• _Work instructions_
Go through the records and set each one down exactly, skipping any picture.

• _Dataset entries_
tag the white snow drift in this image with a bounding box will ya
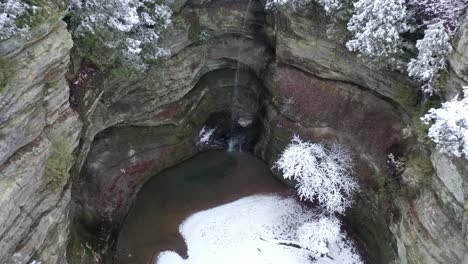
[156,194,362,264]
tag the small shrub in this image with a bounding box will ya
[422,86,468,159]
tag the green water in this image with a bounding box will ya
[114,150,289,264]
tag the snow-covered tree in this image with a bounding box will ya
[407,0,468,34]
[273,135,359,214]
[346,0,410,67]
[405,1,466,94]
[297,215,341,257]
[315,0,345,15]
[422,86,468,159]
[0,0,29,40]
[408,21,453,95]
[71,0,173,71]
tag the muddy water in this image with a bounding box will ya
[114,151,291,264]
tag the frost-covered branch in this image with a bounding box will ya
[315,0,344,15]
[407,0,468,34]
[266,0,346,14]
[273,135,359,214]
[0,0,30,40]
[71,0,173,71]
[265,0,311,10]
[408,21,453,95]
[422,86,468,159]
[346,0,410,68]
[405,0,467,94]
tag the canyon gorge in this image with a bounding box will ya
[0,0,466,263]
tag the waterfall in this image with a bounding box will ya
[229,0,254,152]
[227,135,245,152]
[233,0,254,96]
[227,137,238,152]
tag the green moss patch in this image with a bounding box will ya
[0,57,15,94]
[44,136,74,188]
[395,83,418,112]
[408,155,433,180]
[411,99,441,143]
[16,0,66,31]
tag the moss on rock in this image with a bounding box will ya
[394,83,419,113]
[44,136,74,188]
[0,56,15,93]
[411,98,441,144]
[408,155,433,180]
[16,0,66,32]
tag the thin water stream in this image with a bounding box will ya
[229,0,254,152]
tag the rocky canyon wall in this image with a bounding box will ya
[0,1,466,263]
[257,8,467,264]
[0,3,81,263]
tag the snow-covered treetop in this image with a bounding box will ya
[346,0,410,68]
[71,0,173,71]
[0,0,30,41]
[407,0,468,34]
[422,86,468,159]
[273,135,359,214]
[408,21,453,95]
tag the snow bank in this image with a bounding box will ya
[156,194,362,264]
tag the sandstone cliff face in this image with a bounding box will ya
[446,15,468,99]
[0,12,82,264]
[443,15,468,263]
[0,1,466,263]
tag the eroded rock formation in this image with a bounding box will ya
[0,6,82,263]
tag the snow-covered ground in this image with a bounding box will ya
[156,194,363,264]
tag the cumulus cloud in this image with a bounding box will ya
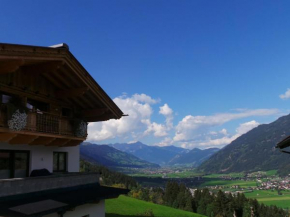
[179,120,260,149]
[87,92,278,150]
[156,137,174,147]
[173,109,278,142]
[279,89,290,99]
[236,120,259,135]
[159,104,174,128]
[87,93,156,142]
[132,93,159,104]
[144,121,168,137]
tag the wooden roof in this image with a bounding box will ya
[276,135,290,150]
[0,43,123,122]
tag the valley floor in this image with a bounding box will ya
[105,195,205,217]
[245,190,290,209]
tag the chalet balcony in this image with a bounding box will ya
[0,172,100,198]
[0,172,129,217]
[0,103,86,146]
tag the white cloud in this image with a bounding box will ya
[184,120,260,149]
[144,122,168,137]
[87,94,156,142]
[156,137,174,147]
[220,128,228,135]
[87,92,278,151]
[132,93,159,104]
[173,109,278,142]
[159,104,173,116]
[279,89,290,99]
[159,104,174,129]
[236,120,259,135]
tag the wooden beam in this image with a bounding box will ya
[46,138,70,146]
[29,137,55,145]
[86,113,115,122]
[0,133,17,142]
[21,61,64,74]
[56,87,89,99]
[0,127,84,141]
[62,140,82,147]
[0,60,24,74]
[9,135,38,145]
[81,108,108,118]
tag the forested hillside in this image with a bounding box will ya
[80,142,160,168]
[80,160,137,189]
[199,113,290,174]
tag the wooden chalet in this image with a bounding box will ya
[0,43,127,217]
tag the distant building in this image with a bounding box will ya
[0,43,128,217]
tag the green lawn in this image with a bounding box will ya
[265,170,277,176]
[166,171,204,178]
[131,170,203,178]
[106,195,205,217]
[203,172,244,178]
[244,190,290,209]
[131,173,164,178]
[200,180,257,187]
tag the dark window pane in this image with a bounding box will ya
[53,153,58,171]
[2,94,11,103]
[0,152,10,179]
[14,152,28,178]
[53,152,67,172]
[58,153,65,171]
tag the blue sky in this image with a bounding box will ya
[1,1,290,149]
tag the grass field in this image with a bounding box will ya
[203,172,244,178]
[265,170,277,176]
[244,190,290,209]
[131,170,203,178]
[200,180,257,187]
[106,195,205,217]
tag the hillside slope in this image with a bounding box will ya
[199,113,290,174]
[80,142,160,168]
[169,148,219,166]
[106,195,205,217]
[109,141,188,165]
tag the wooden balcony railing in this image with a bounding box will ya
[0,104,85,139]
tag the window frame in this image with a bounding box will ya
[0,149,30,178]
[53,152,67,173]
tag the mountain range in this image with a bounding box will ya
[108,141,218,166]
[169,148,219,166]
[199,113,290,174]
[108,142,187,165]
[82,113,290,174]
[80,141,219,168]
[80,142,159,168]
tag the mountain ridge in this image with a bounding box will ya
[80,142,160,168]
[198,113,290,174]
[105,141,219,167]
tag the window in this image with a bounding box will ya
[0,150,30,179]
[62,108,72,117]
[27,98,48,113]
[53,152,67,172]
[2,94,12,103]
[0,92,12,104]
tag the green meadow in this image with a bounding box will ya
[244,190,290,209]
[131,170,203,178]
[203,172,245,178]
[200,180,257,187]
[106,195,205,217]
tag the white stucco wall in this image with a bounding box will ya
[43,200,105,217]
[0,142,79,173]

• _Output of the exercise_
tag the white snow drift in this image with a bounding box will ya
[156,194,362,264]
tag the small shrub in this image with a bounding box will ya
[422,86,468,159]
tag the green water in this image with a bounding box will ya
[114,150,289,264]
tag the snow-covered tree in this image with a bounding box will ya
[407,0,468,34]
[273,135,359,214]
[346,0,410,67]
[405,1,466,94]
[297,215,341,257]
[315,0,345,15]
[422,86,468,159]
[0,0,29,40]
[408,21,453,95]
[71,0,173,71]
tag the muddy water in this image with a bounding box will ya
[114,151,291,264]
tag the frost-covered branch in this image with a bounding box will ya
[315,0,344,15]
[407,0,468,34]
[266,0,346,14]
[273,135,359,214]
[0,0,30,40]
[71,0,173,71]
[265,0,311,10]
[408,21,453,95]
[422,86,468,159]
[346,0,410,68]
[405,0,467,94]
tag the canyon gorge in this image with a bounding box will ya
[0,0,466,263]
tag the waterfall in this image with a bounding box will ya
[229,0,254,152]
[227,135,245,152]
[233,0,254,96]
[227,137,238,152]
tag the green moss patch in this image with a bounding box will ya
[0,57,15,94]
[44,136,74,188]
[395,83,418,112]
[408,155,433,180]
[411,99,441,143]
[16,0,66,31]
tag the moss on rock in this image with a bounding box will ya
[394,83,419,113]
[44,136,74,188]
[0,56,15,93]
[411,98,441,144]
[408,155,433,180]
[16,0,66,32]
tag the thin water stream in this image with a bounding box will ya
[229,0,254,152]
tag the rocky canyon wall in this image with a bounding box will ya
[0,1,466,263]
[257,8,467,264]
[0,3,81,263]
tag the snow-covered treetop in this image with a bounding box will ya
[346,0,410,68]
[71,0,173,71]
[0,0,30,41]
[407,0,468,34]
[422,86,468,159]
[273,135,359,214]
[408,21,453,95]
tag the snow bank in this image with a bounding box will ya
[156,194,362,264]
tag the sandstone cliff face in this image with a bounding box will ya
[446,15,468,99]
[0,12,82,264]
[443,15,468,263]
[0,1,466,263]
tag the eroded rock formation in this image with a bounding box will ya
[0,6,82,263]
tag the snow-covered ground in this image with a bounding box will ya
[156,194,363,264]
tag the cumulus cloud in this image with a bounding box will ya
[179,120,260,149]
[87,92,278,150]
[156,137,174,147]
[173,109,278,142]
[279,89,290,99]
[236,120,259,135]
[159,104,174,128]
[87,93,156,142]
[132,93,159,104]
[144,121,168,137]
tag the wooden roof in this image with a bounding box will ya
[276,135,290,150]
[0,43,123,122]
tag the valley floor in this image with a bounding box will ya
[105,195,205,217]
[245,190,290,209]
tag the chalet balcony in this image with a bounding box will ya
[0,172,100,198]
[0,172,129,217]
[0,103,86,146]
tag the white cloud in this image with a bounding box will ya
[184,120,260,149]
[144,122,168,137]
[87,94,156,142]
[156,137,174,147]
[220,128,228,135]
[87,92,278,151]
[132,93,159,104]
[173,109,278,142]
[159,104,173,116]
[279,89,290,99]
[159,104,174,129]
[236,120,259,135]
tag the wooden beam in this image with a bounding box will ya
[46,138,70,146]
[29,137,55,145]
[86,113,115,122]
[0,133,17,142]
[21,61,64,74]
[56,87,89,99]
[0,127,84,141]
[62,140,82,147]
[0,60,24,74]
[9,135,38,145]
[81,108,108,118]
tag the forested hillside in this image with a bounding box will ya
[80,142,160,168]
[80,160,137,189]
[199,113,290,174]
tag the wooden chalet in this image with a bounding box will ya
[0,43,127,217]
tag the distant building in this image with a bounding box will ya
[0,43,128,217]
tag the green lawn in this image with a bounding box will ya
[265,170,277,176]
[166,171,204,178]
[131,170,203,178]
[106,195,205,217]
[203,172,244,178]
[244,190,290,209]
[131,173,164,178]
[200,180,257,187]
tag the dark window pane in this image with a bounding box will ya
[53,153,58,171]
[2,94,11,103]
[0,152,10,179]
[14,152,28,178]
[53,152,67,172]
[58,153,65,171]
tag the blue sky in this image with a bounding box will ya
[1,1,290,149]
tag the grass field in this image with a bounding box will ya
[203,172,244,178]
[265,170,277,176]
[244,190,290,209]
[131,170,203,178]
[200,180,257,187]
[106,195,205,217]
tag the hillside slope in this image with a bounding box will ya
[199,113,290,174]
[80,142,160,168]
[169,148,219,166]
[106,195,205,217]
[109,141,188,165]
tag the wooden balcony railing in this image with a bounding box will ya
[0,104,85,139]
tag the window frame in this image with a bounding box will ya
[0,149,30,178]
[53,152,67,173]
tag the mountain range in this image with a bounding box will ya
[108,141,218,166]
[169,148,219,166]
[199,113,290,174]
[108,142,187,165]
[82,113,290,174]
[80,141,219,168]
[80,142,159,168]
tag the mountain ridge in this image with a bounding box will ya
[80,142,160,168]
[198,113,290,174]
[105,141,219,167]
tag the window in this image with a bounding box will ya
[0,150,30,179]
[62,108,72,117]
[27,98,48,113]
[53,152,67,172]
[2,94,12,103]
[0,92,12,104]
tag the green meadow in this image with a bounding box will ya
[244,190,290,209]
[131,170,203,178]
[203,172,245,178]
[200,180,257,187]
[106,195,205,217]
tag the white stucco wall in this image with a bounding box will ya
[43,200,105,217]
[0,142,79,173]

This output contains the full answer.